▶ [THE REQUEST]
Answer these questions using the forum thread below about the Spindrift model's scale.
1. According to the opening post, who determined the scale for the future Moebius Models Spindrift?
2. What kit does fluke say a Spindrift model of that size would resemble in being expensive and limited?
3. Which actress does StarshipClass say they are more of a fan of?

▶ [TEXT BLOCK]

** begin **

# Scale for the SPINDRIFT is set!



## fluke (Feb 27, 2001)

The scale for the future Moebius Models *SPINDRIFT* has been determined by the lovely Ms. Deanna Lund! 










To dream of electric sheep....


----------



## toyroy (Jul 17, 2005)

Nice diorama! Hope she comes molded in that sexy tan color.


----------



## fluke (Feb 27, 2001)

Wouldn't that be nice! :woohoo:

....but I fear that a model of that nature and size would be like the Big Franky....EXPENSIVE and limited.

The Spindrift kit ....I mean


----------



## Captain Han Solo (Apr 5, 2002)

You can keep the Spindrift....I'll just take Deanna Lund :thumbsuplease!

Actually.I am really looking forward to this being announced!!!!!!

Hopefully the NEXT big thing after the Flying Sub!!

BP


----------



## Seaview (Feb 18, 2004)

WHAT Spindrift? :devil:


----------



## fluke (Feb 27, 2001)

Oh wow!....there is a model in that photo!


----------



## Opus Penguin (Apr 19, 2004)

fluke said:


> Oh wow!....there is a model in that photo!


Yep, and the Spindrift too.


----------



## Admiral Nelson (Feb 28, 2002)

I like this one better.


----------



## Geoff Boaz (Jan 1, 1970)

Admiral Nelson said:


> I like this one better.


Wow, that's almost a cross of "Land of the Giants" and "Time Tunnel".


----------



## Seaview (Feb 18, 2004)

These are even happier! All in favor of Ms. Lund AND her pick of scale say Aye!


----------



## fluke (Feb 27, 2001)

She makes me feel all funny inside!


----------



## Old_McDonald (Jul 5, 2002)

She makes me feel funny on the OUTside. Can't think of many women I'd rather be crash-landed and stranded with.


----------



## StarshipClass (Aug 13, 2003)

I'm more of a Heather Young fan, myself. Those bright eyes and that cute pixie face make me feel giant-sized!

(Don't get me wrong, Deanna is a beauty, too!)


----------



## Old_McDonald (Jul 5, 2002)

Speaking of size....of the model that is, we've seen some pretty big models surface in the last couple of years. How are you guys finding the room to display your completed works?


----------



## Seaview (Feb 18, 2004)

Well, for a Spindrift THAT size, I'd carve out a campsite somewhere in my back yard.


----------



## NTRPRZ (Feb 23, 1999)

Wonder why we never got to see photos of Marta Kristen in a bikini next to the Jupiter II model?


----------



## scotpens (Sep 6, 2003)

[IMG-LEFT]http://www.hobbytalk.com/bbs1/attachment.php?attachmentid=61499&stc=1&d=1214021054[/IMG-LEFT]



NTRPRZ said:


> Wonder why we never got to see photos of Marta Kristen in a bikini next to the Jupiter II model?


This is probably as close as you'll get, for now . . .


----------



## deadmanincfan (Mar 11, 2008)

Have to agree with Perfesser Coffee...I was always a Heather Young fan...


----------



## StarshipClass (Aug 13, 2003)

** end **

(Records from a dataset)
** begin **

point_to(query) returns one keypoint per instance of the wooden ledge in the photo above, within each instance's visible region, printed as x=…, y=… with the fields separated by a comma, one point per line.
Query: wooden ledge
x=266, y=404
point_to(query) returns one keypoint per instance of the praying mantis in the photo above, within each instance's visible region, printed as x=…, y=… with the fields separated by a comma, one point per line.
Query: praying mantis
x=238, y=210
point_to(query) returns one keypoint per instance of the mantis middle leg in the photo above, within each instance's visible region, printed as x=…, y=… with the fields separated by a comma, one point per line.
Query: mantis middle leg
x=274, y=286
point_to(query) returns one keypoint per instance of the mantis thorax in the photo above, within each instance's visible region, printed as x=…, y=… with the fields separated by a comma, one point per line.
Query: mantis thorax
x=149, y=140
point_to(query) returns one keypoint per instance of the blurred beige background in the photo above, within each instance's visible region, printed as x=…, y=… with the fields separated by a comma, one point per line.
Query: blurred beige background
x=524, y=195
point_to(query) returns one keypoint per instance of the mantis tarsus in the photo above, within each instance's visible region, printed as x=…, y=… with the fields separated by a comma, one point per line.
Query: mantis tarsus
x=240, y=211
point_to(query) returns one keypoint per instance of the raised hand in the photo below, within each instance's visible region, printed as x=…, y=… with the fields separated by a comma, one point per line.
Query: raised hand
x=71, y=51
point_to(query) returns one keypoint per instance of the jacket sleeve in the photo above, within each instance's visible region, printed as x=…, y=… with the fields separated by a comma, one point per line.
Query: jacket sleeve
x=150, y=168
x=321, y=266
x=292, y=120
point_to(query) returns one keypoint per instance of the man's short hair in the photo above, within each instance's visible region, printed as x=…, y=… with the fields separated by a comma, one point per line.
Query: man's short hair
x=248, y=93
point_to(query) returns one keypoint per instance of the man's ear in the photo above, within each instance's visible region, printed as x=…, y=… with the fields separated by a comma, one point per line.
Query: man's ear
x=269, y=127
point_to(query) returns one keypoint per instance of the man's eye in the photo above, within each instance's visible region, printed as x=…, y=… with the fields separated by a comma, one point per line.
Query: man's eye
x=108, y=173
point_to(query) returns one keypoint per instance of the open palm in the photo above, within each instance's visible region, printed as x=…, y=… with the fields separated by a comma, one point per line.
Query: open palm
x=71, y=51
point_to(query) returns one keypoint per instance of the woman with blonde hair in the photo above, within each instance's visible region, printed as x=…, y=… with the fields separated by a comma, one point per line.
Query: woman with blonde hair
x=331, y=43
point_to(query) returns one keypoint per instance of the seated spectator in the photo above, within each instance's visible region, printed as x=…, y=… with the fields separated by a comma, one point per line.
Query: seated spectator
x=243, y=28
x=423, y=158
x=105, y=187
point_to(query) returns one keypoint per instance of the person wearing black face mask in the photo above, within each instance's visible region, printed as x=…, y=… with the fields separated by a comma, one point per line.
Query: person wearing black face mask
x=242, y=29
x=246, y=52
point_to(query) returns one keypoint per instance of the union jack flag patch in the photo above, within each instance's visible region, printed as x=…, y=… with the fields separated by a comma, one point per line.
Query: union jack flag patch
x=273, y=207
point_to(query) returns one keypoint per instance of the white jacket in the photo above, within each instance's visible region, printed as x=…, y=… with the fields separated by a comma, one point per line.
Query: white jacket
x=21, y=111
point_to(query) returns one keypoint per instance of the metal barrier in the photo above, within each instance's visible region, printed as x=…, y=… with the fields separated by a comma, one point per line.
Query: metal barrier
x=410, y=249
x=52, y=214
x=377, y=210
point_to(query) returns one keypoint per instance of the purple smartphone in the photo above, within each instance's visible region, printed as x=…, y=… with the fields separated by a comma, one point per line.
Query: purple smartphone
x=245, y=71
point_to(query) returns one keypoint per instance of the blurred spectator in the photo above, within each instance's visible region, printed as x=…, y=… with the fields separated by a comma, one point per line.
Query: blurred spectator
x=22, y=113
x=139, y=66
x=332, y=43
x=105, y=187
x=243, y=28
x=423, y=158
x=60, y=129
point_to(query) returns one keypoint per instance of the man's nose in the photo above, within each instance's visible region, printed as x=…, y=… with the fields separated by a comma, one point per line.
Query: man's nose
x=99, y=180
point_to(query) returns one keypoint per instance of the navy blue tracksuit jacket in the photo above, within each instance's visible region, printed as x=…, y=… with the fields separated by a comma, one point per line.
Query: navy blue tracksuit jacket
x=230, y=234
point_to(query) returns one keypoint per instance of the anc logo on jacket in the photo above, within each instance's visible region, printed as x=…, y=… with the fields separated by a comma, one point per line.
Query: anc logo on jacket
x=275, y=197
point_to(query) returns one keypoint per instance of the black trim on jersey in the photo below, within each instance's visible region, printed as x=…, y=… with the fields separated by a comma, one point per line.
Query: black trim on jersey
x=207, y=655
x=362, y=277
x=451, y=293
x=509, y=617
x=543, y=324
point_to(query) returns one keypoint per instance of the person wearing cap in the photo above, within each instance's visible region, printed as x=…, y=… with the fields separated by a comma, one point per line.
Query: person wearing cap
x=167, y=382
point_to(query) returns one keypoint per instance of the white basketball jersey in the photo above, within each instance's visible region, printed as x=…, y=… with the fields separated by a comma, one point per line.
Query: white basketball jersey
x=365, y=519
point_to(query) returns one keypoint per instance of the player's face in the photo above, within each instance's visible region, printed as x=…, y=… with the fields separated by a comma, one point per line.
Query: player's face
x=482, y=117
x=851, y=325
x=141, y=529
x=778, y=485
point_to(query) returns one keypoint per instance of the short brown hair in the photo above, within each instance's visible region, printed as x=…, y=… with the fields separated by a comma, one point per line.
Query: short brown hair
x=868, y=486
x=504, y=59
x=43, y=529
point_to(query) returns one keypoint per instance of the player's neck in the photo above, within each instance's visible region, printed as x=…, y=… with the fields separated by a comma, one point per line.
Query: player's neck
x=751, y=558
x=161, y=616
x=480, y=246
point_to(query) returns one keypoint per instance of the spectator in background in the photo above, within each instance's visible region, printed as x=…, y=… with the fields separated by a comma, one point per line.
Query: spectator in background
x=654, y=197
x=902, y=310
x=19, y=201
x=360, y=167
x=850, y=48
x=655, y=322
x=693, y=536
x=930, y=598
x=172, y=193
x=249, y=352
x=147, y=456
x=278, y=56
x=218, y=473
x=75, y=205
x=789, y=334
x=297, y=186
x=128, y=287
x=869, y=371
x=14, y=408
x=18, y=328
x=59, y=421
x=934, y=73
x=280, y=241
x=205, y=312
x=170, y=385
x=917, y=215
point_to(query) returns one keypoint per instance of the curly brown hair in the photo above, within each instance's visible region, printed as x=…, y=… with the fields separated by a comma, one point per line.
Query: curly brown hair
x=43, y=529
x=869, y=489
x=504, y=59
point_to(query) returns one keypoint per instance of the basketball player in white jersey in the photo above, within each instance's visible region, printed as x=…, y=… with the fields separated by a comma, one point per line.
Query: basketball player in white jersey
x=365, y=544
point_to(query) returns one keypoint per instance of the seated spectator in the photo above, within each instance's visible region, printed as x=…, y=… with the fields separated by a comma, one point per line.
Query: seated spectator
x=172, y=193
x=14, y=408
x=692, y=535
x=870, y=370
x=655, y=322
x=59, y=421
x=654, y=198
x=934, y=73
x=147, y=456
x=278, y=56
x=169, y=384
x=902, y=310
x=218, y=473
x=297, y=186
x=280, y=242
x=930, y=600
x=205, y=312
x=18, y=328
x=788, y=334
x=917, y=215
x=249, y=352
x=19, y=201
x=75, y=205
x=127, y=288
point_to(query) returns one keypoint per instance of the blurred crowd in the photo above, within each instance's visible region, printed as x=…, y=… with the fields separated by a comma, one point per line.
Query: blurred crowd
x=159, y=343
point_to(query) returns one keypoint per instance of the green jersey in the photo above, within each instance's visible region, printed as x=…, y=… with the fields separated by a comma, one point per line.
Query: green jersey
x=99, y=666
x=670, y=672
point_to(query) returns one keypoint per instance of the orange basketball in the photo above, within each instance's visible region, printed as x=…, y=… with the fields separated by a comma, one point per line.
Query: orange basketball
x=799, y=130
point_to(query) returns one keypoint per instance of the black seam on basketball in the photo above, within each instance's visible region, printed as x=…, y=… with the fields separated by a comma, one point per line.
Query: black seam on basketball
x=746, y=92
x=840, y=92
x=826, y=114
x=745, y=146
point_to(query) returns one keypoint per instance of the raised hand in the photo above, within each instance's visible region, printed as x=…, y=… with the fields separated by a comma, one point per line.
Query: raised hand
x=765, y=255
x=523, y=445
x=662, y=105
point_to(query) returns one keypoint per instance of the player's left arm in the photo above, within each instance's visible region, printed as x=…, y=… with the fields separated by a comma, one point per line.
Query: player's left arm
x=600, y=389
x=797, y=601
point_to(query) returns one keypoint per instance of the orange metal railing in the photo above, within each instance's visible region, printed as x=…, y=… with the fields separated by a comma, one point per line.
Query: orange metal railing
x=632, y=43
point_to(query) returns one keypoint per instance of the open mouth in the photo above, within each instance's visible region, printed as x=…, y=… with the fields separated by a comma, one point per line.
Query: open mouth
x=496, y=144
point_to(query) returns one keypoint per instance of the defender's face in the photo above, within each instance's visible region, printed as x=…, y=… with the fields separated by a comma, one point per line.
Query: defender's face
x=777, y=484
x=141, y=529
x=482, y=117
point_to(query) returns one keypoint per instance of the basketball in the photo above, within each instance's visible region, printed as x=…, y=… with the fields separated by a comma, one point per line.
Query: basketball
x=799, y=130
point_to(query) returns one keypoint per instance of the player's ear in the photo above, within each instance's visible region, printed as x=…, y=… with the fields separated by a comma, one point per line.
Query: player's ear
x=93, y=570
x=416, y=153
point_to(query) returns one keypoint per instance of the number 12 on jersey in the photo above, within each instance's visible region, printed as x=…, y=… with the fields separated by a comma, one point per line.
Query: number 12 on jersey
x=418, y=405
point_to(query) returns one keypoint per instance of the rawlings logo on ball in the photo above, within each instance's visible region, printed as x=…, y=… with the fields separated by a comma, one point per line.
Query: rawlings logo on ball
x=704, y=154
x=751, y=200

** end **

▶ [PROBLEM SOLUTION]
1. Ms. Deanna Lund
2. The Big Franky
3. Heather Young